Which is much weaker than the original argument, facts be damned.

------
nekojima
“Look, we live in a very dangerous world. We know there are people who want to
take away our freedoms. New Yorkers probably know that as much if not more
than anybody else after the terrible tragedy of 9/11,” Bloomberg said.

The world is generally safer now than at almost any previous time,
particularly for those of us that remember the Cold War and the early-mid
1980s, when even these measures weren't required to avoid mutually-assured
destruction (MAD) by two super-powers and their proxies. The only people
wanting to limit freedom are politicians in the pocket of those wanting to
expand the myriad of security services of the state. This feeds into the
projected paranoia of those citizens who fail to understand the true cost,
chance, or opportunity of reducing terrorist activities. Of course there has
to be an attempt to reduce terrorist activities, but its the internal
processes and procedures in place currently between the myriad network of
security services which need to be reformed drastically, not the further
expansion of those security services or the reduction in freedoms.
* * * *
The problem
Can you write out the forum comment again, starting at "The world is" and ending at "reduction in freedoms.", and swap every "security services" for "intelligence agencies"?

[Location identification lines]
* * * *
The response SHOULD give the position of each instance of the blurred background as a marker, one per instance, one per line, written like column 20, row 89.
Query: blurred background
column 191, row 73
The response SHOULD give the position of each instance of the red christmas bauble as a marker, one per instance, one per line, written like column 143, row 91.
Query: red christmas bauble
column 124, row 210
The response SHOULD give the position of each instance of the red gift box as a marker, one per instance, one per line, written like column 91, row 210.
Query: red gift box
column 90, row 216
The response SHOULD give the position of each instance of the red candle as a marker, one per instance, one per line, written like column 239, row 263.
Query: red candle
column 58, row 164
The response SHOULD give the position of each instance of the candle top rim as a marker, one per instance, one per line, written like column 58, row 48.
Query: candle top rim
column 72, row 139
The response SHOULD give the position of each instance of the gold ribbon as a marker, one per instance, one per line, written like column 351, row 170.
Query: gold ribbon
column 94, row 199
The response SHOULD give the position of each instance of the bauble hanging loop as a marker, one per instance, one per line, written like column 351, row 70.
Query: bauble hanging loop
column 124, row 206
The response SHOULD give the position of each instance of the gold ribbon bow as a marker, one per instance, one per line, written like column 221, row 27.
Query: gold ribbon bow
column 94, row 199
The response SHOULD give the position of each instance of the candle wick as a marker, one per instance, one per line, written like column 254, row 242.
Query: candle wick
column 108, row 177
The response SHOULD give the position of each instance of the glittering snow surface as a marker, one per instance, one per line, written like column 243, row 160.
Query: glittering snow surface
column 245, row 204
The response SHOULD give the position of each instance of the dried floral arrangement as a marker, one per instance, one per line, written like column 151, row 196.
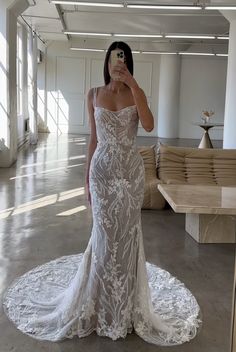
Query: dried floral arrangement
column 207, row 115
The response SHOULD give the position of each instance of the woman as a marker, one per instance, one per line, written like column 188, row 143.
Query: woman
column 109, row 289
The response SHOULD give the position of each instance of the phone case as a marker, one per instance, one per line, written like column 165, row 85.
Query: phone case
column 116, row 55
* * * *
Expected output
The world is generally safer now than at almost any previous time,
particularly for those of us that remember the Cold War and the early-mid
1980s, when even these measures weren't required to avoid mutually-assured
destruction (MAD) by two super-powers and their proxies. The only people
wanting to limit freedom are politicians in the pocket of those wanting to
expand the myriad of intelligence agencies of the state. This feeds into the
projected paranoia of those citizens who fail to understand the true cost,
chance, or opportunity of reducing terrorist activities. Of course there has
to be an attempt to reduce terrorist activities, but its the internal
processes and procedures in place currently between the myriad network of
intelligence agencies which need to be reformed drastically, not the further
expansion of those intelligence agencies or the reduction in freedoms.